▸ Document extract:
--
When a client application wishes to send data points to Graphite it
must establish a TCP connection to carbon
, usually on port
20032. The client does all
the talking; carbon
does not send anything over the connection. The
client sends data points in a simple plain-text format while the
connection may be left open and re-used as needed. The format is one
line of text per data point where each line contains the dotted metric
name, value, and a Unix epoch timestamp separated by spaces. For
example, a client might send:
servers.www01.cpuUsage 42 1286269200 products.snake-oil.salesPerMinute 123 1286269200 [one minute passes] servers.www01.cpuUsageUser 44 1286269260 products.snake-oil.salesPerMinute 119 1286269260
On a high level, all carbon
does is listen for data in this format and
try to store it on disk as quickly as possible using whisper
. Later on
we will discuss the details of some tricks used to ensure scalability
and get the best performance we can out of a typical hard drive.
The Graphite webapp allows users to request custom graphs with a simple URL-based API. Graphing parameters are specified in the query-string of an HTTP GET request, and a PNG image is returned in response. For example, the URL:
http://graphite.example.com/render?target=servers.www01.cpuUsage& width=500&height=300&from=-24h
requests a 500×300 graph for the metric
servers.www01.cpuUsage
and the past 24 hours of data. Actually,
only the target parameter is required; all the others are optional and
use your default values if omitted.
Graphite supports a wide variety of display options as well as data manipulation functions that follow a simple functional syntax. For example, we could graph a 10-point moving average of the metric in our previous example like this:
target=movingAverage(servers.www01.cpuUsage,10)
--
▸ Data entries:

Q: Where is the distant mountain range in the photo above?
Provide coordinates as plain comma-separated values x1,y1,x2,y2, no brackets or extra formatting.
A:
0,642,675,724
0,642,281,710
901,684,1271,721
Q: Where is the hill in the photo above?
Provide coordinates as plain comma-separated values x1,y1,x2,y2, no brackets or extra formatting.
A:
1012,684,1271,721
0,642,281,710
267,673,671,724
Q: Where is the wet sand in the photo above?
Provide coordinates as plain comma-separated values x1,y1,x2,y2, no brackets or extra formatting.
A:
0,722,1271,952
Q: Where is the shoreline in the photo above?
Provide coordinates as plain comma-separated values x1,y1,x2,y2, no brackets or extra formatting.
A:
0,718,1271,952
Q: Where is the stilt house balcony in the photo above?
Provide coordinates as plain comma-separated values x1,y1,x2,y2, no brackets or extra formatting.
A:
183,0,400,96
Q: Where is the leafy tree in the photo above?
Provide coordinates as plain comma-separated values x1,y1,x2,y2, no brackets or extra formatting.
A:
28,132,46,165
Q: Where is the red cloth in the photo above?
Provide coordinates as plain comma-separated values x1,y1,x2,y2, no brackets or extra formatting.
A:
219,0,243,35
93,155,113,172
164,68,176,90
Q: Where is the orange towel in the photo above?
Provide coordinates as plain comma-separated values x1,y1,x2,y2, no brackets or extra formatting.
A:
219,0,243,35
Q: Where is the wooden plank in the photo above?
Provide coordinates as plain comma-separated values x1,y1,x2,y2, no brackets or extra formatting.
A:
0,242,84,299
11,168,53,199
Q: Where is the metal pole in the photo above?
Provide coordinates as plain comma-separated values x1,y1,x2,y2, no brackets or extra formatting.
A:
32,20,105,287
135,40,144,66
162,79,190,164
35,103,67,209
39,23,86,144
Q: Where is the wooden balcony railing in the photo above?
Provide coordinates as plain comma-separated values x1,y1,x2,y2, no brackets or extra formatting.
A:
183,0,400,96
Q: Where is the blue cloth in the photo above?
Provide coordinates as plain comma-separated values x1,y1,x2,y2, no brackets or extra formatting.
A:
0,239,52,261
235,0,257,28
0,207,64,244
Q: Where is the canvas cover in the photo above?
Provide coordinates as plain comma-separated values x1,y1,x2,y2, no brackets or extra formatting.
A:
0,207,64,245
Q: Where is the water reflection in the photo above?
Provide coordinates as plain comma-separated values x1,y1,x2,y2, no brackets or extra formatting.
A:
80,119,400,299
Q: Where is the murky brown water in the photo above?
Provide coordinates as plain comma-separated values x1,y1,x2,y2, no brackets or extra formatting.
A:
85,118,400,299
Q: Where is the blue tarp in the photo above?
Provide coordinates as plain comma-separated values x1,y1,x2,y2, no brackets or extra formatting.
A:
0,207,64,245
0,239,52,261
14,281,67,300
--
▸ Exercises:
- a) According to the Graphite text, which URL parameter is the only required one?
- b) Please carry on the Graphite text from its final line.
The rows have no connection to the Graphite text.

▸ Answers to the exercises:
- a) The target parameter.

- b)
Functions can be nested, allowing for complex expressions and calculations.
Here is another example that gives the running total of sales for the day using per-product metrics of sales-per-minute:
target=integral(sumSeries(products.*.salesPerMinute))&from=midnight
The sumSeries
function computes a time-series that is the sum
of each metric matching the pattern
products.*.salesPerMinute
. Then integral
computes a
running total rather than a per-minute count. From here it isn't too
hard to imagine how one might build a web UI for viewing and
manipulating graphs. Graphite comes with its own Composer UI, shown in
Figure 7.3, that does this using Javascript to modify the
graph's URL parameters as the user clicks through menus of the
available features.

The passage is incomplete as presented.